>>>

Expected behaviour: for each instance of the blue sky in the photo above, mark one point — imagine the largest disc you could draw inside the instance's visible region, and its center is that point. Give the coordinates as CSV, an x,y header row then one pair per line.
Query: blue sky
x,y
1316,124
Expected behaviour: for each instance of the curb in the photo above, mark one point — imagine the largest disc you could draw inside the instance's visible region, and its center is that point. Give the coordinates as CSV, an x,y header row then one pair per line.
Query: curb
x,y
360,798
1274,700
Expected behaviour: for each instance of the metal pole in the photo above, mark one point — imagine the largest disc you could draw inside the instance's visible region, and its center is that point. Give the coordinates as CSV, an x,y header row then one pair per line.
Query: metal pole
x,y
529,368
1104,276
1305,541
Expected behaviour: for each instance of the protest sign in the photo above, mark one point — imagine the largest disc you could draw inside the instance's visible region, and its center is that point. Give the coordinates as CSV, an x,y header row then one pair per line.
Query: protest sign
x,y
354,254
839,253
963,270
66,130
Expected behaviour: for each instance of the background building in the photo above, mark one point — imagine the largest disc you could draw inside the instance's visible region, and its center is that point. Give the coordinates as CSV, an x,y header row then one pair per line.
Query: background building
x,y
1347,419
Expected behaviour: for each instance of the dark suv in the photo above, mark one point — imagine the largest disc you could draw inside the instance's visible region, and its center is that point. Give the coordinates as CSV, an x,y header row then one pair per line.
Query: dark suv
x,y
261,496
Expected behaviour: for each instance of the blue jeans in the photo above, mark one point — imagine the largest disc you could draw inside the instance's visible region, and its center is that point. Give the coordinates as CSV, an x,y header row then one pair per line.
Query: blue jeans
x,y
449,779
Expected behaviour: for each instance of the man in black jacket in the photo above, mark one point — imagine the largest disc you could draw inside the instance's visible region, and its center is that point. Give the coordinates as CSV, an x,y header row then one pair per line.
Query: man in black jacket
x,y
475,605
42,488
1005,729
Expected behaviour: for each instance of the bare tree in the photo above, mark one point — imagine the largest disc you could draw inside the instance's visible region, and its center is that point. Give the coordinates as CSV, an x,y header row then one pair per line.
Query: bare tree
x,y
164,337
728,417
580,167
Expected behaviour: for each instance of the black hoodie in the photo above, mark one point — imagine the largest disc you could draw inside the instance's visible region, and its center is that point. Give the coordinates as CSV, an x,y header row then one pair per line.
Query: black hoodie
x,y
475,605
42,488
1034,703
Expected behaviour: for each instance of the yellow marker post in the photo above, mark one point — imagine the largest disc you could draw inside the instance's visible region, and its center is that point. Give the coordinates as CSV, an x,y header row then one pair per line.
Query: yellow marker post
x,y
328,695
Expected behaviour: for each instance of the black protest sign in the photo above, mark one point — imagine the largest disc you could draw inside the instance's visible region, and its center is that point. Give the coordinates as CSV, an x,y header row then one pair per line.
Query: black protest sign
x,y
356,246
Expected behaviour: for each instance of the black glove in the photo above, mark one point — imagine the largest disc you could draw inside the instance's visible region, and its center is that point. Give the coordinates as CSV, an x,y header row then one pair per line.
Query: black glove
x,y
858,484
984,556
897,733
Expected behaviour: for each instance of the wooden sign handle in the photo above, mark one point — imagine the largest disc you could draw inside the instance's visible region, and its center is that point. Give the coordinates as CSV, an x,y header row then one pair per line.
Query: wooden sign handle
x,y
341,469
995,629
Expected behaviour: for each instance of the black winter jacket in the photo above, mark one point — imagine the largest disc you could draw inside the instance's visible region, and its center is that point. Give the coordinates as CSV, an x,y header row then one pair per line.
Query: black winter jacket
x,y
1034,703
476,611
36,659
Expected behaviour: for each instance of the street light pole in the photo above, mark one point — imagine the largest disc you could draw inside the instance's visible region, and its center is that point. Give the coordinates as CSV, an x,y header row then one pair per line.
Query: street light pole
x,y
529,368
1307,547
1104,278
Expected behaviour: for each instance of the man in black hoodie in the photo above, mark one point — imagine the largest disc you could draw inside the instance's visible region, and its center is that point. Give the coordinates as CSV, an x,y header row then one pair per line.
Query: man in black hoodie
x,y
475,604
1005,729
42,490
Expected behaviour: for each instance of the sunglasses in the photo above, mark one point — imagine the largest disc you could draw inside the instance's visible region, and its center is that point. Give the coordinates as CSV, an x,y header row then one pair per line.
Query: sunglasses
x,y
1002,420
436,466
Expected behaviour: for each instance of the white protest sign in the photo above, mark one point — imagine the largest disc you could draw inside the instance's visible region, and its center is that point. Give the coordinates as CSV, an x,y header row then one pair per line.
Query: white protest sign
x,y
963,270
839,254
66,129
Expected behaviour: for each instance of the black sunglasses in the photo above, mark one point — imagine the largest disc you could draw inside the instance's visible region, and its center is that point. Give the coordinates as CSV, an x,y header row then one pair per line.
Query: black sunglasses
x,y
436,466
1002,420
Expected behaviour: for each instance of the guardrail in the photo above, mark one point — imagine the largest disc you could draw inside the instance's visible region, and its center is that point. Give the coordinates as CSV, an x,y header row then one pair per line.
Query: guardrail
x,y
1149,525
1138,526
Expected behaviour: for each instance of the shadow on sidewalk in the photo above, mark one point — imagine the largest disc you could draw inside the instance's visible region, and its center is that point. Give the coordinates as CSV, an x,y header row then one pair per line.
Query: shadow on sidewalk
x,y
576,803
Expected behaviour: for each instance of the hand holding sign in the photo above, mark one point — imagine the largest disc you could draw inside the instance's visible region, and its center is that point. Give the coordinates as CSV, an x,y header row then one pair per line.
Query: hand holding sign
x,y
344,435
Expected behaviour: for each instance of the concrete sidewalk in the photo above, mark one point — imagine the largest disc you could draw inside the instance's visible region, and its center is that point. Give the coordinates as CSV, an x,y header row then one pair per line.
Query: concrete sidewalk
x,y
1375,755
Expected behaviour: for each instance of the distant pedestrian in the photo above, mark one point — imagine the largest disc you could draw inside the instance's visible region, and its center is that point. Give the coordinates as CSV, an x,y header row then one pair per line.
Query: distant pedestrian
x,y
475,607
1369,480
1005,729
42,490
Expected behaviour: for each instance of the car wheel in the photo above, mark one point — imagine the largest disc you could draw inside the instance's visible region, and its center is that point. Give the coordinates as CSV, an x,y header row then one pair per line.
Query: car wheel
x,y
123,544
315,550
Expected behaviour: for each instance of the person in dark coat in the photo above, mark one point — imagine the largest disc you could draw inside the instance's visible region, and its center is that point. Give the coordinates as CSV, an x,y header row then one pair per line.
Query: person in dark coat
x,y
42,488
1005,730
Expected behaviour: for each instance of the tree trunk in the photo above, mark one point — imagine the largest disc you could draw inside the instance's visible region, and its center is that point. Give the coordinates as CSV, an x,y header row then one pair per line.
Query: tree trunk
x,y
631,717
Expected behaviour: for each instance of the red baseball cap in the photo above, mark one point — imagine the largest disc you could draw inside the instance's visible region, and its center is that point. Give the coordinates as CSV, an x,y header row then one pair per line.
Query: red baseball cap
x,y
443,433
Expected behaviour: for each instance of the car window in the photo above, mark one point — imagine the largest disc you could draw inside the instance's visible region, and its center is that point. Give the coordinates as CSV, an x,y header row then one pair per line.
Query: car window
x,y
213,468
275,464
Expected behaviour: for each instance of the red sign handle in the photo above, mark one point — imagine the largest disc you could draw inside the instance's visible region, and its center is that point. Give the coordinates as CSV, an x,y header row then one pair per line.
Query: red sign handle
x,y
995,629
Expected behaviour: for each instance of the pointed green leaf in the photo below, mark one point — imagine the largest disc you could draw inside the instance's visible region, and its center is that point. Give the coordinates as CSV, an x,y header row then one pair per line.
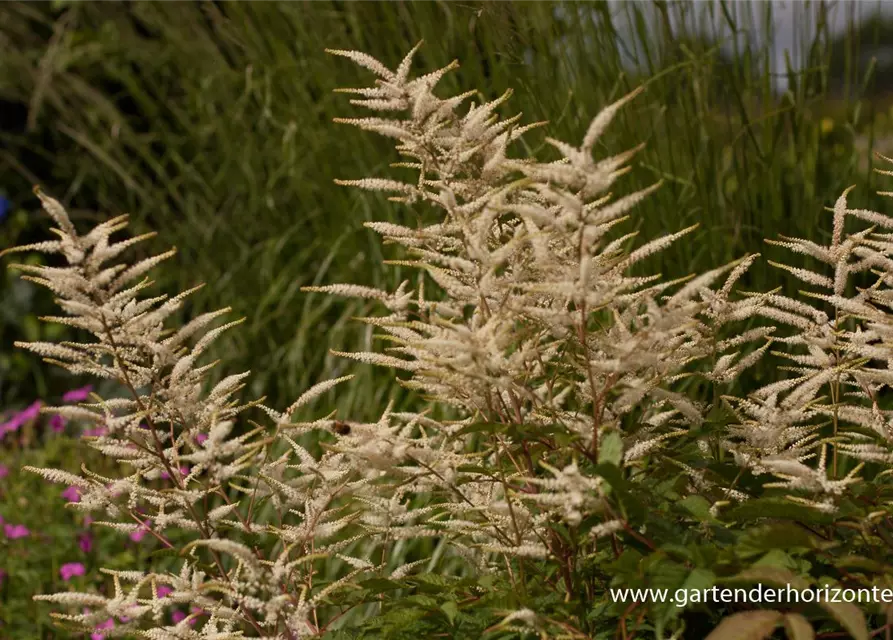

<<<

An exact copy of every entry, without pictures, should be your output.

Expected behaviour: for each instance of the blue sky in the photo above, mark one point — imagine the largest disc you could draw inside the instance's visible region, and its center is that point. Give the coordinates as CSV, an x,y header row then one pair per line.
Query: blue sky
x,y
1316,124
Expected behaviour: for each instance of the curb in the photo above, mark one point — imagine the largest disc you could draw inside the instance's visible region, and its center is that point. Give the coordinates as CSV, an x,y header row then one pair per line.
Query: curb
x,y
360,798
1274,700
Expected behaviour: for each instance of the metal pole in the photo above, mark one point — imagine the largest disc you could draw inside the instance's visible region, and its center is that point. Give the coordinates as CSV, an x,y header row then one pair per line.
Query: metal pole
x,y
529,368
1104,276
1305,541
Expected behaviour: for each instance of the protest sign in the photo above, mark one point — imagine the largest disc you could draw inside the instance's visible region, and its center is that point. Give the coordinates as CSV, an x,y header row then one pair per line.
Query: protest sign
x,y
354,254
839,253
963,270
66,130
Expected behaviour: for each instance of the background building in the photo above, mark one point — imagine the largest disc you could draw inside the instance's visible region, and its center is that point. Give the coordinates as CSV, an x,y header row then one pair per line.
Query: background building
x,y
1347,419
Expected behaviour: for each instance of the dark suv in the photo above, mark one point — imagine the largest disc you could draw inside the instance's visible region, and its center is that point. Give the coordinates as CSV, an x,y header row then one pair per line.
Query: dark suv
x,y
261,496
Expected behaviour: for each instance of the blue jeans in the photo above, mark one point — imagine the largest disc you could draw inside the instance's visible region, and its center is that point. Give the coordinates as CSV, an x,y header row then one pair per line.
Query: blue jeans
x,y
449,779
Expected behaviour: for each instance of the man in black jacket in the photo above, mark one point — imagine the largest disc you could draw inside the instance's visible region, and its center is that point. Give the coordinates as CSV, an x,y header row then one pair per line.
Query: man in black jacket
x,y
475,605
42,488
1005,729
Expected behaviour: for each instance of the bare tree in the photo above, mark one point — imagine the largest disc you could draw inside the instance's visible region, and its center is that point. Give the coordinates as CSV, an x,y header row then one pair per line.
Query: bare tree
x,y
164,337
728,417
580,167
Expected behaviour: for each instance of the black hoodie in the photo above, mark one point — imagine the largest disc you could draw inside the instance's visible region, and its center is that point. Give the coordinates as CSV, an x,y header row then one pair per line.
Query: black hoodie
x,y
475,605
42,488
1034,703
Expected behaviour: for each instance of the yellow marker post in the photo above, mark one point — imagine the largest disc you could draw inside the instance's visible region, and its center is that point. Give the coordinates as CSV, an x,y header row then one pair per line.
Query: yellow marker post
x,y
328,695
Expected behaviour: for each instance of the black protest sign in the photo above, mark one point — imagine the largest disc you could draw inside the instance's visible region, and its center is that point. Give the coordinates as CSV, an x,y header row then one pair per line.
Query: black protest sign
x,y
356,246
Expected behaviour: for each instance of the black glove in the photo above, mark one point — imagine the largest disc you could draw inside the instance's visible region, and its center is that point. Give the coordinates as CSV, an x,y header row then one pair per line.
Query: black glove
x,y
858,484
984,556
897,733
Expected behaviour: for each instance of the wooden sign handle in the photo above, mark one point — imagine the largest disc you could draw inside the instance's visible region, and its center is that point. Give the coordinates as CSV, an x,y header row then one pair per line.
Query: wooden sign handle
x,y
341,469
995,629
Expected behaviour: for each instance of the black winter jacket in the photo above, mark one point — imagine the largest disc you could draw inside the instance's visible region, and its center is that point. Give the coordinates as CSV, an x,y header row then one pair per line.
Query: black winter jacket
x,y
1034,703
476,611
36,659
Expected behaviour: for each instance of the street light pole in the photo above, mark one point — imagine the largest disc you could draw inside the instance's visible region, and its center is that point. Give the coordinates as CSV, an x,y header row then one pair per line.
Query: street light pole
x,y
529,368
1307,547
1104,278
Expected behaviour: for each instance of the man in black hoodie in the photo above, mark one point — imagine the largest disc you could draw inside the instance's visible region, and its center is that point. Give the coordinates as CSV, an x,y header row then one pair per line.
Query: man in black hoodie
x,y
475,604
1005,729
42,490
Expected behaviour: for each instance of the sunglasses in the photo above, mark one point — imagine the largest disc you could draw inside the instance's visible region, and its center is that point. Give the coordinates as CSV, an x,y header row then one pair per line.
Query: sunglasses
x,y
1002,420
436,466
Expected behaviour: for each instance of the white protest sign in the photo above, mark one point — imagine the largest disc you could draw inside the instance's visible region, and its center is that point. Give the coordinates as CSV, an x,y header row then one pair per line.
Query: white protest sign
x,y
963,270
839,254
66,129
Expected behaviour: for each instance of the black sunglasses in the photo above, mark one point — imagine the largest disc you could draw inside the instance's visible region, and its center is that point. Give the coordinates as CSV, an x,y header row then one pair per line.
Query: black sunglasses
x,y
436,466
1002,420
Expected behaviour: for each instance of the guardrail in the photo above, mark one point — imagine the largest disc you could draw inside the instance's visible region, and its center is that point. Give the coordinates as CSV, an x,y header row then one pair per line.
Query: guardrail
x,y
1149,525
1138,526
Expected behaviour: for each instance of the shadow on sidewalk in the photo above, mark one point — imagine the largest disc you could draw inside the instance's visible region, and its center is that point. Give the coordinates as CSV, an x,y header row then one pair per line.
Query: shadow on sidewalk
x,y
576,803
Expected behaviour: for each instance of the hand holding sign in the photo above, mark one point — imagine the largest disc you could draw inside the instance's visible region, and its center is that point. Give the coordinates as CSV, an x,y header row then one pair per line.
Query: hand holding sign
x,y
344,435
Expected behaviour: for each instance of the concrete sidewalk in the photo above, mark one point — imagine the largest disc you could draw inside the instance's visible region, and its center is that point. Give the coordinates as CSV, an x,y header row then one pair per line.
Query: concrete sidewalk
x,y
1375,755
Expected behaviour: for each instance of the distant pedestrian in the photo above, mark one point — imagine the largest disc you could draw inside the instance's visible region, and its center is that point. Give the coordinates as CSV, an x,y header row then one pair per line.
Query: distant pedestrian
x,y
475,607
1369,480
1005,729
42,490
Expected behaviour: for each instance of the car wheel in the photo above, mark one point — imagine the largest disc you could draw inside the instance's visible region, and its center is that point. Give the coordinates as CSV, an x,y header row then one pair per line.
Query: car wheel
x,y
123,544
315,550
Expected behaviour: for each instance of the person in dark coat in the photo above, mark one point — imagine the largest disc you could draw inside the instance's visible region, and its center is that point. Give the coordinates as CSV, an x,y header row then one pair per line.
Query: person in dark coat
x,y
42,488
1005,730
Expected behaviour: for each instance of the tree trunk in the photo above, mark one point — imagine the largest disc you could draw inside the instance's visible region, and its center is that point. Give the coordinates as CSV, an x,y header row then one pair per line.
Query: tree trunk
x,y
631,717
Expected behaviour: for each instance of the red baseball cap in the photo above, mark one point — imagine the largest disc you could draw inside the instance's visible region, and its center is that point. Give the coordinates as CSV, an x,y header row then one pair per line.
Query: red baseball cap
x,y
443,433
Expected behaviour: for each instance of the car window in the photo above, mark one point — imagine the largest disc you could draw inside the instance's visible region, and its center is that point. Give the coordinates as CSV, an x,y header row then one pair per line.
Query: car window
x,y
213,468
275,464
Expected behaviour: for each instance of the red sign handle in the photo above, mark one point — imagine the largest disc you could draw inside the instance's visible region, and its center is that point. Give the coordinates as CSV, an x,y header row then one pair per line.
Query: red sign handle
x,y
995,629
Expected behaviour: for each instance of the pointed green leaf in the photo below, mark one point — imagine the largest disc you could draw inside the instance's visible region, and its center is that point. Give the coordinates as CSV, an x,y header row then one pair per line.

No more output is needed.